Lines of data
──────

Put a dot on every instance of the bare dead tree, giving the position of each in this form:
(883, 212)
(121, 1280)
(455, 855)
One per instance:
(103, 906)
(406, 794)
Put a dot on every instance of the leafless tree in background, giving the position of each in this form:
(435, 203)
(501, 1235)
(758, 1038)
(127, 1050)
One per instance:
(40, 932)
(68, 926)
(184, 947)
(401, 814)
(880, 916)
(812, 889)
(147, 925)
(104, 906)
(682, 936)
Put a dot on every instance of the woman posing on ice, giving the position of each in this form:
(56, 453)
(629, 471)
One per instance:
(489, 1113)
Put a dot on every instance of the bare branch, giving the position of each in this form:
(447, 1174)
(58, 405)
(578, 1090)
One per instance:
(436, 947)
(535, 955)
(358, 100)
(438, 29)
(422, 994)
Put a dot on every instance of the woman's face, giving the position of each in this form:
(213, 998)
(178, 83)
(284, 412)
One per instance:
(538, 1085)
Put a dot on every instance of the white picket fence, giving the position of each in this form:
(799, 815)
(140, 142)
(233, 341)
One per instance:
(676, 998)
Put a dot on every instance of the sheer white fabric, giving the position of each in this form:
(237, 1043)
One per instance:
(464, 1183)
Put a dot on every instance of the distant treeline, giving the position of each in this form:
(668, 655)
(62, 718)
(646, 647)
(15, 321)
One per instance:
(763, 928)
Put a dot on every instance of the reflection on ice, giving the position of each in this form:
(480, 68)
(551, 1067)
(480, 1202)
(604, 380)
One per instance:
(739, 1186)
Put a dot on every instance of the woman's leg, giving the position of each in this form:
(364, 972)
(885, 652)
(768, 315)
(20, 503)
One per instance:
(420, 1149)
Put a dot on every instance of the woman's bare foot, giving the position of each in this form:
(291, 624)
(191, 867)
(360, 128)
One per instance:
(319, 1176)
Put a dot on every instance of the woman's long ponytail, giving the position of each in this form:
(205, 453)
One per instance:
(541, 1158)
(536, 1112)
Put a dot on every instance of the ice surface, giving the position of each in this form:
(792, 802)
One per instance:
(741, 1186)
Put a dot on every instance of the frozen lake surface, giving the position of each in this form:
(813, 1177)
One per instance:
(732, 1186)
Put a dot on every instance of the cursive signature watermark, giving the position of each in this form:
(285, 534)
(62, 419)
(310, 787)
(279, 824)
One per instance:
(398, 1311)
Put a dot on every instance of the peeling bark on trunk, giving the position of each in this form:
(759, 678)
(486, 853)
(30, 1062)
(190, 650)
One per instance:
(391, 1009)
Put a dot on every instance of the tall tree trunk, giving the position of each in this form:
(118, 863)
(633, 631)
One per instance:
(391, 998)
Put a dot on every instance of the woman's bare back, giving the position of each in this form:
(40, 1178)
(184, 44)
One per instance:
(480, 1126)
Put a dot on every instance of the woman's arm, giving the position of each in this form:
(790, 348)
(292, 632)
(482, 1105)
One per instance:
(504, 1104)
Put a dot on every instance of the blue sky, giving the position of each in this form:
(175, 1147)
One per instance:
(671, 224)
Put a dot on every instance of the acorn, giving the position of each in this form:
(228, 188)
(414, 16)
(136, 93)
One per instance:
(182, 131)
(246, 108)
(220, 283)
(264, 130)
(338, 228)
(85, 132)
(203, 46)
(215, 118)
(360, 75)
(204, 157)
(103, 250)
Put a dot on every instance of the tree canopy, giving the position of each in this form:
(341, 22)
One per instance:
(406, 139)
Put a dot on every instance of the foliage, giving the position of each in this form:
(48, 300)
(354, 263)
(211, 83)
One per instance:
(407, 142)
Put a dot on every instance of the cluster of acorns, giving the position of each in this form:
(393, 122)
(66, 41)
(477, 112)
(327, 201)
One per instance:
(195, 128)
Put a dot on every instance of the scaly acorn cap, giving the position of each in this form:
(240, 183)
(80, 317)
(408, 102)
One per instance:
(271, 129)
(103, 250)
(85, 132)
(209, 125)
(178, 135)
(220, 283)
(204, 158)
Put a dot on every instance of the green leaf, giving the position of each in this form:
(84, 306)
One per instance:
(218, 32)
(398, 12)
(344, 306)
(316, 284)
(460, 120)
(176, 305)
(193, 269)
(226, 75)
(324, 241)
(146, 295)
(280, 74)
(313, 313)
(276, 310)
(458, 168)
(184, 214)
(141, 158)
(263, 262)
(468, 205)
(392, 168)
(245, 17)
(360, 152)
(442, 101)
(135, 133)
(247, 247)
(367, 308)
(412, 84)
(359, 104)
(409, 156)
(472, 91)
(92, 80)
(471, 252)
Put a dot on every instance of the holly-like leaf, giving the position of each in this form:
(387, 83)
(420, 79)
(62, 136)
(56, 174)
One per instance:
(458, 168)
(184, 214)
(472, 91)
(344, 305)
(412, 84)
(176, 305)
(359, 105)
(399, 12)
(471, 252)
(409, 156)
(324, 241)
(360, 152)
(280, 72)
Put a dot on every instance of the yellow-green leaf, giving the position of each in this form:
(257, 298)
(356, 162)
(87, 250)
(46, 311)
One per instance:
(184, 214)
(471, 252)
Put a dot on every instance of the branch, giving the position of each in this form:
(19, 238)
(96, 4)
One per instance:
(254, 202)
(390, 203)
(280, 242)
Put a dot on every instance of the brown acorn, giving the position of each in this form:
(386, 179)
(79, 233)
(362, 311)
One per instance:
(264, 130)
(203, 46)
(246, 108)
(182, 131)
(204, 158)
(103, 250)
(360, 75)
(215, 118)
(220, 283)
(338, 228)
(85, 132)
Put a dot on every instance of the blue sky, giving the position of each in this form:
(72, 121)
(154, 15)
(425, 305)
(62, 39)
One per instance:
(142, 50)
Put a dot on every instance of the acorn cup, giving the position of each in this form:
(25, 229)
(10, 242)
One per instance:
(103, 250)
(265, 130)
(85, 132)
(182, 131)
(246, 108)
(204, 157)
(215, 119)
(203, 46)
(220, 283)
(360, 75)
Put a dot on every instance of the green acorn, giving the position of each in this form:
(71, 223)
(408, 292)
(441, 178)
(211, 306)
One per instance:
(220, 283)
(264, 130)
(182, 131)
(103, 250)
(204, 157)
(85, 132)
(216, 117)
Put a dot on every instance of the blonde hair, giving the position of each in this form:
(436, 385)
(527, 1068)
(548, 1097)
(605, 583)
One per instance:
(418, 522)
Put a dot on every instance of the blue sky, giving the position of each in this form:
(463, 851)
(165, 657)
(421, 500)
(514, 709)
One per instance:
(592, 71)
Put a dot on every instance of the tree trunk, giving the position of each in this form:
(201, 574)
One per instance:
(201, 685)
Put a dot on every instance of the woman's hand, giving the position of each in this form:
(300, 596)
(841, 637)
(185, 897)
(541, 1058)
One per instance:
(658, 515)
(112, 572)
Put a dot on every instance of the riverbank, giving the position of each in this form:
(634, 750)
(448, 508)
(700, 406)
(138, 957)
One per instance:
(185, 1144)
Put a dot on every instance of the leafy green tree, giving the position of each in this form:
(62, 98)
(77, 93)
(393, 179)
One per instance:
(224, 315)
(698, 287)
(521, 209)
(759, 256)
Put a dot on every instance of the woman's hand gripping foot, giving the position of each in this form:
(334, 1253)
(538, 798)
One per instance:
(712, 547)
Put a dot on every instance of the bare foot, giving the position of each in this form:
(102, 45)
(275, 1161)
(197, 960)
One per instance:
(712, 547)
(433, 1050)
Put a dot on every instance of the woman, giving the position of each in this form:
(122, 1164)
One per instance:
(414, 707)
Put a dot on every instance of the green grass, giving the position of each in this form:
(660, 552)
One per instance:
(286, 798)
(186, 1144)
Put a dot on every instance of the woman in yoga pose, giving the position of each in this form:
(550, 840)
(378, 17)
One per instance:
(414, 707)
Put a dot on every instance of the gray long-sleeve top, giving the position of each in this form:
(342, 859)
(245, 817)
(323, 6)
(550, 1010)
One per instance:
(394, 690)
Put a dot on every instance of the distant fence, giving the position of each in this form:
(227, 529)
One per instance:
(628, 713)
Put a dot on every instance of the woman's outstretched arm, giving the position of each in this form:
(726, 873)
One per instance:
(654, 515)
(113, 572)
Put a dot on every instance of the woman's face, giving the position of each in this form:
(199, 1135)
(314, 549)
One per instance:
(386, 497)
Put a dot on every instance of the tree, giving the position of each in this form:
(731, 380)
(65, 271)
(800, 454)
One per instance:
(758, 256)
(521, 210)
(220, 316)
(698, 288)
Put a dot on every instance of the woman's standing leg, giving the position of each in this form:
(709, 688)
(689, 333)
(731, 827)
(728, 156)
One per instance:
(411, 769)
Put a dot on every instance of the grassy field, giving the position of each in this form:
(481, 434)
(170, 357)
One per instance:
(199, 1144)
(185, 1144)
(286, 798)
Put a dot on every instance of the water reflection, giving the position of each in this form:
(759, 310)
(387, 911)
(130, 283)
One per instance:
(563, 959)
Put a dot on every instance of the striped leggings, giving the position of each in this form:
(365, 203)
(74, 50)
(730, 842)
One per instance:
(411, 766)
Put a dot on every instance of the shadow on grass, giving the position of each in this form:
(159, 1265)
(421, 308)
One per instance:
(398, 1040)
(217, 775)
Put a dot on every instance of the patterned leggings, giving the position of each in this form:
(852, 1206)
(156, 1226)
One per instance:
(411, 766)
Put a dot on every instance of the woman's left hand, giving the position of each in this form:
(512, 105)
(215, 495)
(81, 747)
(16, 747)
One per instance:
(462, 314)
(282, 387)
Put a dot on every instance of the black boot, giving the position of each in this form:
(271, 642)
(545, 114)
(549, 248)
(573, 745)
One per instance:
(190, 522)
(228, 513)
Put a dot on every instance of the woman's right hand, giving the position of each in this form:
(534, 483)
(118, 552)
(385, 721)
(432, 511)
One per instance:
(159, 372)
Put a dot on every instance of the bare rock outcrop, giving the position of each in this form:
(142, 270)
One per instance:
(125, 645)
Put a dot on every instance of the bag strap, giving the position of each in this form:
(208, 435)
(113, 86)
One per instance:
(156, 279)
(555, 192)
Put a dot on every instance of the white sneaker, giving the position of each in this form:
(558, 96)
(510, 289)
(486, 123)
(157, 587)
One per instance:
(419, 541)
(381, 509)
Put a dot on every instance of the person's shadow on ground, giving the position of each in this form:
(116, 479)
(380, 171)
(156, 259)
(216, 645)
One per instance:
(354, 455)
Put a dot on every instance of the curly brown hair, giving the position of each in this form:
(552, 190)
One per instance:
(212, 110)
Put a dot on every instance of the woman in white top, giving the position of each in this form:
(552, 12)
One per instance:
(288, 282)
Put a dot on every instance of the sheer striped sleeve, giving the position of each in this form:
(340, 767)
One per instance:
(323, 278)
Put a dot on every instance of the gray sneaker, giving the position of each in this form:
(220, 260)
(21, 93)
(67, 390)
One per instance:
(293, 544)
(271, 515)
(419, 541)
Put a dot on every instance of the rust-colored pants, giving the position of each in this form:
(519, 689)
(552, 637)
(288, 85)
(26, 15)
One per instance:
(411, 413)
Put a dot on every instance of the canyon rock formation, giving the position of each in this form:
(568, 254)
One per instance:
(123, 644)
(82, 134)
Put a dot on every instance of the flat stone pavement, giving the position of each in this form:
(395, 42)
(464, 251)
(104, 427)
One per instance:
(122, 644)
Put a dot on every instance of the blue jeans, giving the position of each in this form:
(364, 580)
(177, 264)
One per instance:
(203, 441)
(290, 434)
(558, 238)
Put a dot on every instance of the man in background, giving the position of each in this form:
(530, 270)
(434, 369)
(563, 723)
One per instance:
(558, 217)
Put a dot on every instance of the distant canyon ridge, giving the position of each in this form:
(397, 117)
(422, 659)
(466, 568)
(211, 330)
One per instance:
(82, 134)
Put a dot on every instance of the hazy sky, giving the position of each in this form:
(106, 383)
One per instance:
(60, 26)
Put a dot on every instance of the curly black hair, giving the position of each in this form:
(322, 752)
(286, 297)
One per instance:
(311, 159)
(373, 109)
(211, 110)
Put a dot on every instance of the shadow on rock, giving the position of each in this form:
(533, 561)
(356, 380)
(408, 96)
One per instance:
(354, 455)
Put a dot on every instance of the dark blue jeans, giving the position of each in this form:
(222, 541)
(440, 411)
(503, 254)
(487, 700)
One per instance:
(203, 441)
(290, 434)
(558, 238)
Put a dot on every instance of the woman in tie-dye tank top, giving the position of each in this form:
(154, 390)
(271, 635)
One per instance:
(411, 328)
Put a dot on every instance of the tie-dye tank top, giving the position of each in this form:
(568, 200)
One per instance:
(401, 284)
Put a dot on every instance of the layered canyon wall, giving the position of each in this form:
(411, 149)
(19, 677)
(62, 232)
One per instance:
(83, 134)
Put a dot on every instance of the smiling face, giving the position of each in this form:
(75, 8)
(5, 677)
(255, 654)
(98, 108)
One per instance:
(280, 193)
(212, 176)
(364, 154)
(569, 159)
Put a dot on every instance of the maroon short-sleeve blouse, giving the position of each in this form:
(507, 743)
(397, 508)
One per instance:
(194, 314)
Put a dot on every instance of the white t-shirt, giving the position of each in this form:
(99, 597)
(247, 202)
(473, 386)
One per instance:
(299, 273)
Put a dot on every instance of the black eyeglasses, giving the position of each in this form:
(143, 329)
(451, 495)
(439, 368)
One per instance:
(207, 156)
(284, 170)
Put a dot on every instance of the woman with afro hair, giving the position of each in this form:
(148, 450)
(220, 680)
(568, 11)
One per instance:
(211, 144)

──────

Edit only the rows between the line holding "Put a dot on every instance of the reflection" and the line holding "(504, 1104)", inclusive, and reproduce them with "woman's" changed to "figure's" and nothing else altered.

• Result for this task:
Put a dot on every instance of the reflection on ice, giving the position of each in this form:
(480, 68)
(551, 1067)
(480, 1202)
(604, 380)
One per instance:
(739, 1186)
Put a dot on every instance of the figure's leg, giving the position of each in this form:
(364, 972)
(885, 652)
(768, 315)
(20, 503)
One per instance:
(420, 1149)
Put a dot on every instance of the figure's bare foot, giving the position of each in this form:
(291, 624)
(191, 867)
(360, 128)
One per instance:
(319, 1176)
Put a dot on every instance of the figure's long ponytail, giving the position of each in this form:
(205, 453)
One per instance:
(541, 1158)
(536, 1112)
Put a dot on every instance of the ice surface, giving the position of each in this form:
(792, 802)
One per instance:
(741, 1186)
Put a dot on every instance of the frozen lake surface, giving the position of each in this form:
(813, 1177)
One per instance:
(732, 1186)
Put a dot on every instance of the cursive signature watermark, giving the position of each in this form:
(285, 534)
(62, 419)
(310, 787)
(279, 824)
One per instance:
(398, 1311)
Put a dot on every instance of the peeling bark on trunk, giving the position of each in this form:
(759, 678)
(486, 853)
(30, 1062)
(190, 650)
One per instance:
(391, 1009)
Put a dot on every instance of the tall tree trunk, giving the position of each in this form:
(118, 863)
(633, 631)
One per instance:
(391, 998)
Put a dot on every instance of the figure's bare back, giving the position of each in this form:
(40, 1178)
(184, 44)
One per instance:
(480, 1126)
Put a dot on every instance of the figure's arm, giving the position of each in this form:
(790, 348)
(292, 632)
(482, 1105)
One per instance:
(504, 1104)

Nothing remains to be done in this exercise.